PROBLEM DETAILS: Can you set out every line of the entries below as a Markdown table with the columns "Number" and "Line", giving each line its row number and skipping blank lines? Leave the pictures out of your answer.
*** Block opens ***
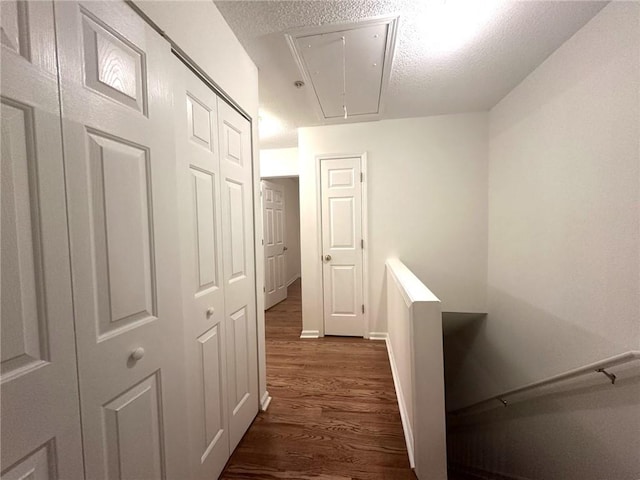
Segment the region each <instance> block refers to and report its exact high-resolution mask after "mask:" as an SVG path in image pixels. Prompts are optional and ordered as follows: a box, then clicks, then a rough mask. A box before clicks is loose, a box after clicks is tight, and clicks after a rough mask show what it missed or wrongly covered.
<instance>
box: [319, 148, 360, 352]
mask: <svg viewBox="0 0 640 480" xmlns="http://www.w3.org/2000/svg"><path fill="white" fill-rule="evenodd" d="M341 158H357V159H359V160H360V172H361V173H362V182H361V183H362V188H361V191H360V194H361V195H362V198H361V202H362V212H361V213H362V218H361V222H362V239H363V240H364V248H363V249H362V304H363V305H364V314H363V318H364V321H363V323H364V330H365V331H364V334H363V338H366V339H367V340H368V339H369V333H370V332H371V322H370V320H371V316H370V306H369V213H368V212H369V209H368V196H369V195H368V188H367V185H368V182H369V176H368V172H367V152H362V153H345V154H337V153H332V154H322V155H316V166H315V167H316V210H317V218H318V222H319V228H318V234H317V239H318V247H319V248H318V259H319V260H320V262H322V261H323V252H322V178H321V169H320V166H321V162H322V160H336V159H341ZM321 277H323V276H322V275H321ZM321 285H322V298H323V299H324V278H321ZM321 323H322V325H320V326H319V336H320V337H324V301H323V302H322V322H321Z"/></svg>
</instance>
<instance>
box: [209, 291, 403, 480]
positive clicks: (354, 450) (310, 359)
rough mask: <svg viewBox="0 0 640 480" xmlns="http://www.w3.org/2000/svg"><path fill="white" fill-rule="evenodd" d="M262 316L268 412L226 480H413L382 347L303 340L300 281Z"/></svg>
mask: <svg viewBox="0 0 640 480" xmlns="http://www.w3.org/2000/svg"><path fill="white" fill-rule="evenodd" d="M288 294H289V297H288V298H287V300H285V301H284V302H282V303H280V304H278V305H276V306H274V307H273V308H271V309H270V310H268V311H267V312H266V320H265V323H266V353H267V388H268V390H269V393H270V395H271V396H272V397H273V400H272V402H271V405H270V406H269V408H268V410H267V412H262V413H260V414H259V415H258V417H257V418H256V419H255V421H254V422H253V425H252V426H251V427H250V428H249V431H248V432H247V434H246V435H245V436H244V438H243V439H242V441H241V442H240V445H238V448H237V449H236V451H235V452H234V454H233V456H232V457H231V459H230V460H229V462H228V464H227V466H226V468H225V470H224V472H223V474H222V476H221V478H224V479H251V478H254V479H256V478H260V479H283V478H284V479H320V480H323V479H398V480H400V479H415V475H414V474H413V471H412V470H411V469H410V468H409V460H408V457H407V450H406V446H405V442H404V435H403V432H402V425H401V421H400V413H399V411H398V404H397V401H396V397H395V392H394V387H393V380H392V377H391V369H390V367H389V361H388V357H387V351H386V347H385V344H384V342H374V341H369V340H363V339H361V338H360V339H356V338H343V337H325V338H322V339H317V340H308V339H306V340H301V339H300V338H299V337H300V332H301V330H302V314H301V300H300V280H297V281H296V282H295V283H294V284H292V285H291V286H290V287H289V292H288Z"/></svg>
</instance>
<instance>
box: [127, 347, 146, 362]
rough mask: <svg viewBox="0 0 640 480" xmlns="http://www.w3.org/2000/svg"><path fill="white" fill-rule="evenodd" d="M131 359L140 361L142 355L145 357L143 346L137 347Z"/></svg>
mask: <svg viewBox="0 0 640 480" xmlns="http://www.w3.org/2000/svg"><path fill="white" fill-rule="evenodd" d="M130 356H131V359H132V360H135V361H138V360H140V359H141V358H142V357H144V348H142V347H138V348H136V349H135V350H134V351H133V352H131V355H130Z"/></svg>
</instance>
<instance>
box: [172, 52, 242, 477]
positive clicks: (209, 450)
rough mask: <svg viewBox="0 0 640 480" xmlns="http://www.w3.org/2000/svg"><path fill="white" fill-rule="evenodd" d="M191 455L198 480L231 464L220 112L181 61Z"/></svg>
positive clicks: (184, 255)
mask: <svg viewBox="0 0 640 480" xmlns="http://www.w3.org/2000/svg"><path fill="white" fill-rule="evenodd" d="M173 66H174V108H175V126H176V148H177V162H178V165H177V173H178V179H179V189H178V193H179V197H180V201H179V207H180V221H181V224H180V237H181V238H180V243H181V246H182V279H183V304H184V318H185V355H186V361H187V392H188V403H189V408H188V411H189V415H188V418H189V421H188V422H189V450H190V460H189V463H190V464H191V466H192V472H193V476H194V478H201V479H214V478H217V477H218V476H219V475H220V473H221V472H222V469H223V468H224V465H225V463H226V462H227V459H228V458H229V418H228V415H227V407H228V402H227V359H226V351H227V349H226V341H225V337H226V329H225V327H226V325H225V311H224V290H223V273H222V270H223V267H222V232H221V230H222V228H221V227H222V225H221V218H222V214H221V208H220V158H219V151H218V107H217V98H216V95H215V94H214V93H213V91H212V90H211V89H210V88H208V87H207V86H206V85H205V84H204V83H203V82H202V81H201V80H200V79H199V78H197V77H196V76H195V75H194V74H193V73H192V72H191V71H190V70H189V69H188V68H187V67H186V66H185V65H184V64H183V63H182V62H181V61H180V60H178V59H177V58H174V60H173Z"/></svg>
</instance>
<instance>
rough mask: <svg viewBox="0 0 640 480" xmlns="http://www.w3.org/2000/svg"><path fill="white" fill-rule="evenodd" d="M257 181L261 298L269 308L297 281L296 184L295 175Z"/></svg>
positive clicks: (297, 210)
mask: <svg viewBox="0 0 640 480" xmlns="http://www.w3.org/2000/svg"><path fill="white" fill-rule="evenodd" d="M261 180H262V182H261V192H262V223H263V239H264V259H265V266H264V272H265V279H264V297H265V310H269V309H270V308H272V307H273V306H275V305H277V304H279V303H280V302H282V301H284V300H285V299H286V298H287V297H288V290H289V288H290V287H291V286H292V285H293V284H294V283H295V282H296V281H297V282H298V284H299V283H300V280H299V279H300V272H301V267H300V265H301V262H300V192H299V188H300V184H299V180H298V177H263V178H262V179H261ZM294 288H297V289H298V290H299V288H300V286H299V285H297V286H294Z"/></svg>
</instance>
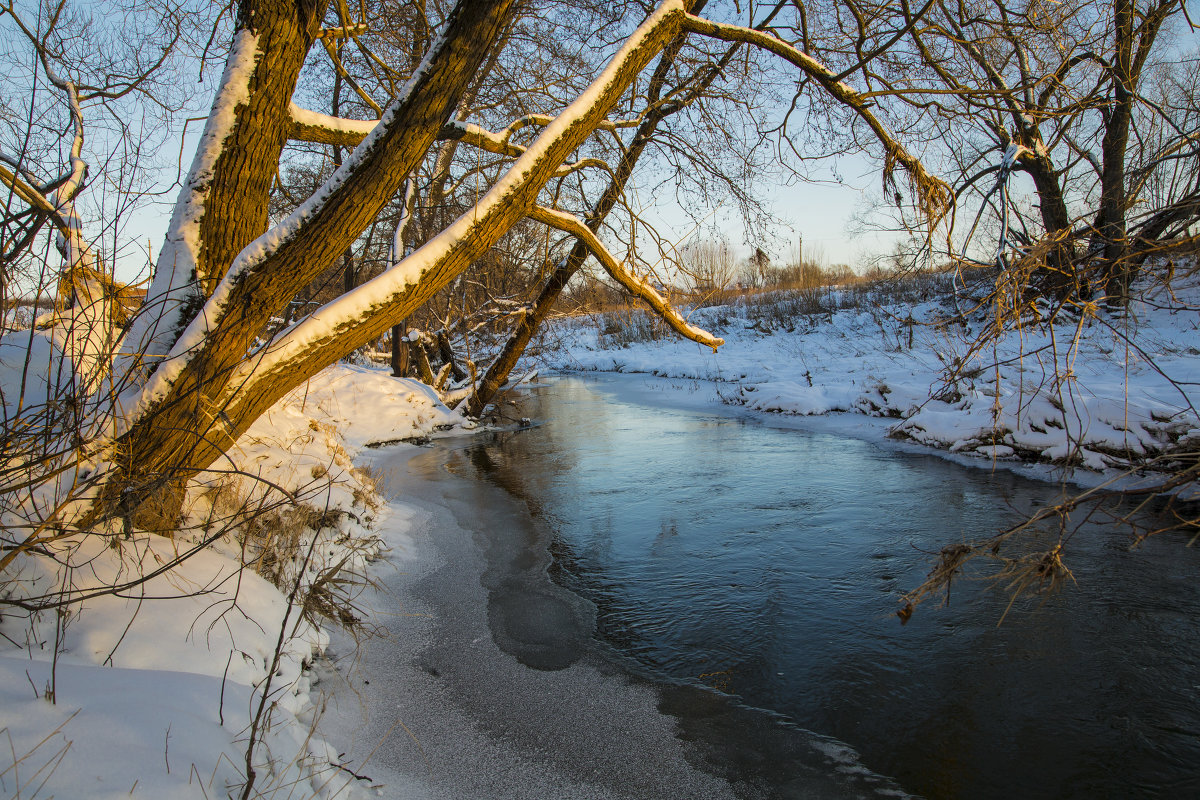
*** Block closes ***
COMPLETED TASK:
| Number | Line |
|---|---|
| 1 | Segment the region each <instance> block refers to and report its exact high-resolution mask after "mask:" as an SVG path in image pixels. Prompts are optional and ordered as follows: a box, then clicks, then a rough mask. A box before clicks is loose, a box after clicks is tight, and clicks after a rough mask show what it missed or wrongly covered. |
| 2 | <instance> |
| 3 | box: [319, 148, 360, 352] |
| 4 | mask: <svg viewBox="0 0 640 480" xmlns="http://www.w3.org/2000/svg"><path fill="white" fill-rule="evenodd" d="M341 158H357V159H359V160H360V172H361V173H362V182H361V183H362V188H361V191H360V194H361V195H362V198H361V202H362V212H361V213H362V218H361V222H362V239H363V240H364V248H363V249H362V304H363V305H364V314H363V318H364V321H363V323H364V330H365V331H364V334H363V338H366V339H367V340H368V339H369V333H370V332H371V322H370V320H371V316H370V306H369V213H368V212H369V209H368V196H369V195H368V188H367V185H368V182H369V176H368V172H367V152H362V153H345V154H337V153H332V154H322V155H316V166H315V167H316V210H317V218H318V222H319V228H318V234H317V239H318V247H319V248H318V259H319V260H320V262H322V261H323V252H322V178H321V169H320V166H321V162H322V160H336V159H341ZM321 277H323V276H322V275H321ZM321 285H322V298H323V299H324V278H321ZM321 323H322V325H320V326H319V336H320V337H324V301H323V302H322V322H321Z"/></svg> |
| 5 | </instance> |
| 6 | <instance> |
| 7 | box: [209, 291, 403, 480] |
| 8 | positive clicks: (354, 450) (310, 359) |
| 9 | rough mask: <svg viewBox="0 0 640 480" xmlns="http://www.w3.org/2000/svg"><path fill="white" fill-rule="evenodd" d="M262 316L268 412L226 480H413L382 347L303 340L300 281Z"/></svg> |
| 10 | mask: <svg viewBox="0 0 640 480" xmlns="http://www.w3.org/2000/svg"><path fill="white" fill-rule="evenodd" d="M288 294H289V297H288V298H287V300H285V301H284V302H282V303H280V304H278V305H276V306H274V307H273V308H271V309H270V310H268V311H267V312H266V320H265V323H266V353H267V388H268V390H269V393H270V395H271V396H272V397H273V400H272V402H271V405H270V406H269V408H268V410H267V412H262V413H260V414H259V415H258V417H257V418H256V419H255V421H254V422H253V425H252V426H251V427H250V428H249V431H248V432H247V434H246V435H245V436H244V438H243V439H242V441H241V442H240V445H238V448H237V449H236V451H235V452H234V454H233V456H232V457H231V459H230V460H229V462H228V464H227V466H226V468H225V470H224V472H223V474H222V476H221V478H224V479H251V478H254V479H256V478H260V479H283V478H284V479H320V480H323V479H398V480H400V479H415V475H414V474H413V471H412V470H411V469H410V468H409V460H408V457H407V450H406V446H405V442H404V435H403V432H402V425H401V421H400V413H399V411H398V404H397V401H396V397H395V392H394V387H393V380H392V377H391V369H390V367H389V361H388V357H387V351H386V347H385V344H384V342H374V341H369V340H363V339H361V338H360V339H356V338H343V337H325V338H322V339H317V340H308V339H306V340H301V339H300V338H299V337H300V332H301V330H302V314H301V300H300V280H297V281H296V282H295V283H294V284H292V285H291V286H290V287H289V292H288Z"/></svg> |
| 11 | </instance> |
| 12 | <instance> |
| 13 | box: [127, 347, 146, 362] |
| 14 | rough mask: <svg viewBox="0 0 640 480" xmlns="http://www.w3.org/2000/svg"><path fill="white" fill-rule="evenodd" d="M131 359L140 361L142 355L145 357L143 346L137 347Z"/></svg> |
| 15 | mask: <svg viewBox="0 0 640 480" xmlns="http://www.w3.org/2000/svg"><path fill="white" fill-rule="evenodd" d="M130 356H131V359H132V360H135V361H138V360H140V359H141V358H142V357H144V348H142V347H138V348H136V349H135V350H134V351H133V352H131V355H130Z"/></svg> |
| 16 | </instance> |
| 17 | <instance> |
| 18 | box: [172, 52, 242, 477] |
| 19 | positive clicks: (209, 450) |
| 20 | rough mask: <svg viewBox="0 0 640 480" xmlns="http://www.w3.org/2000/svg"><path fill="white" fill-rule="evenodd" d="M191 455L198 480L231 464L220 112L181 61Z"/></svg> |
| 21 | positive clicks: (184, 255) |
| 22 | mask: <svg viewBox="0 0 640 480" xmlns="http://www.w3.org/2000/svg"><path fill="white" fill-rule="evenodd" d="M173 66H174V108H175V126H176V148H177V162H178V165H177V173H178V179H179V189H178V193H179V197H180V201H179V207H180V221H181V224H180V237H181V238H180V243H181V246H182V279H183V304H184V318H185V355H186V361H187V392H188V403H189V408H188V411H189V415H188V418H189V421H188V422H189V450H190V460H189V463H190V464H191V466H192V472H193V476H194V478H201V479H214V478H217V477H218V476H219V475H220V473H221V472H222V469H223V468H224V465H225V463H226V462H227V459H228V458H229V418H228V415H227V407H228V402H227V359H226V351H227V349H226V341H225V337H226V329H225V327H226V325H225V311H224V290H223V273H222V270H223V267H222V232H221V230H222V228H221V227H222V225H221V218H222V214H221V208H220V158H219V151H218V107H217V98H216V95H215V94H214V93H213V91H212V90H211V89H210V88H208V87H207V86H206V85H205V84H204V83H203V82H202V81H201V80H200V79H199V78H197V77H196V76H195V75H194V74H193V73H192V72H191V71H190V70H189V69H188V68H187V67H186V66H185V65H184V64H183V63H182V62H181V61H180V60H178V59H177V58H174V60H173Z"/></svg> |
| 23 | </instance> |
| 24 | <instance> |
| 25 | rough mask: <svg viewBox="0 0 640 480" xmlns="http://www.w3.org/2000/svg"><path fill="white" fill-rule="evenodd" d="M257 181L261 298L269 308L297 281L296 184L295 175Z"/></svg> |
| 26 | positive clicks: (297, 210) |
| 27 | mask: <svg viewBox="0 0 640 480" xmlns="http://www.w3.org/2000/svg"><path fill="white" fill-rule="evenodd" d="M261 180H262V182H261V192H262V223H263V239H264V259H265V266H264V272H265V279H264V297H265V310H269V309H270V308H272V307H273V306H275V305H277V304H279V303H280V302H282V301H284V300H285V299H286V298H287V297H288V290H289V288H290V287H291V286H292V285H293V284H294V283H295V282H296V281H297V282H298V284H299V283H300V280H299V279H300V272H301V267H300V265H301V262H300V192H299V188H300V184H299V180H298V177H263V178H262V179H261ZM294 288H297V289H298V290H299V288H300V286H299V285H297V286H294Z"/></svg> |
| 28 | </instance> |